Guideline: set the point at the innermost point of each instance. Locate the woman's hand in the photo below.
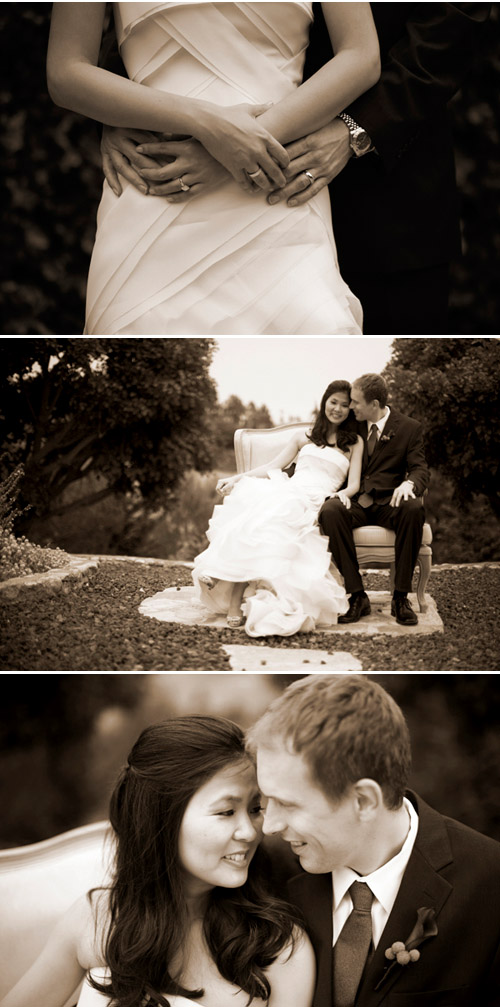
(226, 484)
(251, 154)
(155, 165)
(185, 160)
(346, 500)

▶ [Work item]
When you reproduce the entries above, keep every word exactly and leave out each picture.

▶ [Exercise result]
Guideline: set the point at the innermost point of each instance. Locate the woman's hand in the photo below.
(226, 484)
(251, 154)
(155, 165)
(185, 160)
(346, 500)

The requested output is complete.